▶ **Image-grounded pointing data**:
━━━━━━━━━━━━━━━━

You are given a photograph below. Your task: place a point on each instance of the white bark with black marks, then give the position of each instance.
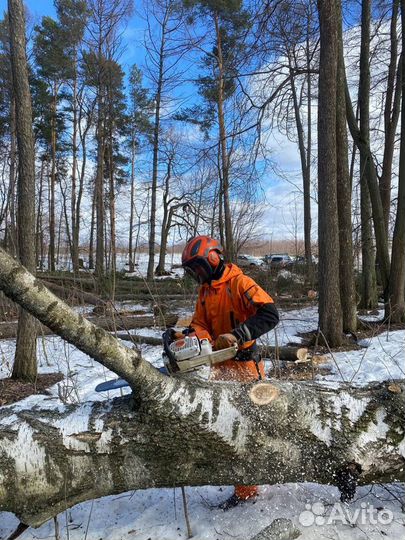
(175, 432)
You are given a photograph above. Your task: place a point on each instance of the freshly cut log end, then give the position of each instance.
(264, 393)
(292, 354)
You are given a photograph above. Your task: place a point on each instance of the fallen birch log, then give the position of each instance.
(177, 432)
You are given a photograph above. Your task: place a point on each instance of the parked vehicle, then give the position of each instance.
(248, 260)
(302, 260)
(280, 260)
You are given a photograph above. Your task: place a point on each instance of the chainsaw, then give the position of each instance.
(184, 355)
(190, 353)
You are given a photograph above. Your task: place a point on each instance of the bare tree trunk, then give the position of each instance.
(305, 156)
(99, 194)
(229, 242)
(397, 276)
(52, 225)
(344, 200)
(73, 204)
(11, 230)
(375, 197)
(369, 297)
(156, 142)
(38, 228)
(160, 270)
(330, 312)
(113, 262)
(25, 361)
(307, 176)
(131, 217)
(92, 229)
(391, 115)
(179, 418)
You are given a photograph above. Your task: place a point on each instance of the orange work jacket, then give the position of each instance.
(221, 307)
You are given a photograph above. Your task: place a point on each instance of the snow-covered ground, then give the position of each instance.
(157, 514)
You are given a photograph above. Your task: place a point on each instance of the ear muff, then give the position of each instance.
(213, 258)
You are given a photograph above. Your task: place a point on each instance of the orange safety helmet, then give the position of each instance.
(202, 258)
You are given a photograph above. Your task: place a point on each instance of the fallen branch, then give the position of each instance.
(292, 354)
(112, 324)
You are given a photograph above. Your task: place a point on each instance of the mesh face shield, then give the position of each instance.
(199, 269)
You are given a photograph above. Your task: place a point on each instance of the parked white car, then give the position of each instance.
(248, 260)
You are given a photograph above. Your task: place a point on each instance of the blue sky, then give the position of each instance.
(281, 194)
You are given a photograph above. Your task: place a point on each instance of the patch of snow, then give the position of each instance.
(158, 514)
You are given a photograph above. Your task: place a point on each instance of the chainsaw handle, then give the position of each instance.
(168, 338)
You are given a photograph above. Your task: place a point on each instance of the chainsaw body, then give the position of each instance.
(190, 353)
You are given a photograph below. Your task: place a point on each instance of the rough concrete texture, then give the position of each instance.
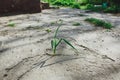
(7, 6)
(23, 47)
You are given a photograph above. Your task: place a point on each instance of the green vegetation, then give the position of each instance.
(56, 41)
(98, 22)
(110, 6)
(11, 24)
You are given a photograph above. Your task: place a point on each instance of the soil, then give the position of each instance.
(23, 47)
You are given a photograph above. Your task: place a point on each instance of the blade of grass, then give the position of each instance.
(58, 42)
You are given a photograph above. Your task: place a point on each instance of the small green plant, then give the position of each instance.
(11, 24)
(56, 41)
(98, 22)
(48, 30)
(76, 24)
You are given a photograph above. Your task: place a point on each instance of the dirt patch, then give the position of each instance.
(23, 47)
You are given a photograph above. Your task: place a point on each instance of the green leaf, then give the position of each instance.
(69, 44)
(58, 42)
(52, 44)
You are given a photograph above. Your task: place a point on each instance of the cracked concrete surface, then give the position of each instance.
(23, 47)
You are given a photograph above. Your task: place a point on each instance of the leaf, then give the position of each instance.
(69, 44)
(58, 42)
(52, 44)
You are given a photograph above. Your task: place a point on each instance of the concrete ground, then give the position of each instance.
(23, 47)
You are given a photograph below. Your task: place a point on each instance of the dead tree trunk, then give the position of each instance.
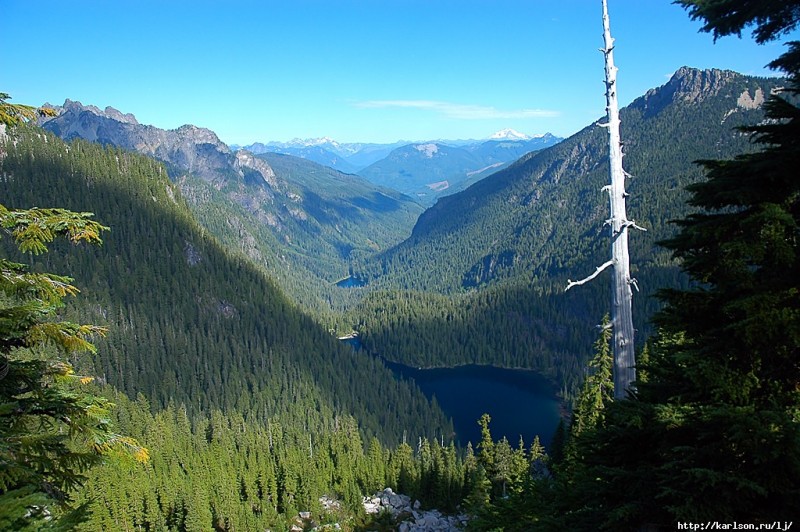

━━━━━━━━━━━━━━━━

▶ **TASK ITEM**: Your task is to repeat, word for word and with no picture, every line from the one that contains "green leaf, then" through the last line of the data.

▶ **ANSWER TO THIS EXERCISE**:
You are given a photograph above. Your task: place a point on each instance of the green leaf, then give the position of each instance.
(69, 44)
(58, 42)
(52, 44)
You are given a photograph above. Your task: place a point on each instance of the cracked concrete surface, then give the position of each instance.
(23, 47)
You are given a photograph above. Your task: place a point on each instance of the leaf, then give the position of each instance.
(69, 44)
(58, 42)
(52, 44)
You are given a photograph above. Your task: place a point on each instance of the concrete ground, then give the position of each instance.
(23, 47)
You are given a photograph below. Your task: place a point on each instance of the dead tree trunk, then give the position of each instance.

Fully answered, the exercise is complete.